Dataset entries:
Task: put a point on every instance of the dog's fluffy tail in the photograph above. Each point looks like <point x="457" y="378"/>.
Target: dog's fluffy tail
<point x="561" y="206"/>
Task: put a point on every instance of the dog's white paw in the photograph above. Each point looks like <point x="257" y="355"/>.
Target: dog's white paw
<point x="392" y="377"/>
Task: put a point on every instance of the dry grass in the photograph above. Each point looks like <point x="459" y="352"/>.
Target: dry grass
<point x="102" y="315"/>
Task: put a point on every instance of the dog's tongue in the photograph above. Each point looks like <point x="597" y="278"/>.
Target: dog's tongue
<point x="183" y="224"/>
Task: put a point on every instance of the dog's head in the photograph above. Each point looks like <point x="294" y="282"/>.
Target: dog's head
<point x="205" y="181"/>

Exercise brief
Going through the entries above, report how many lines include the string "Each". The number alone is the answer.

Response to this exercise
5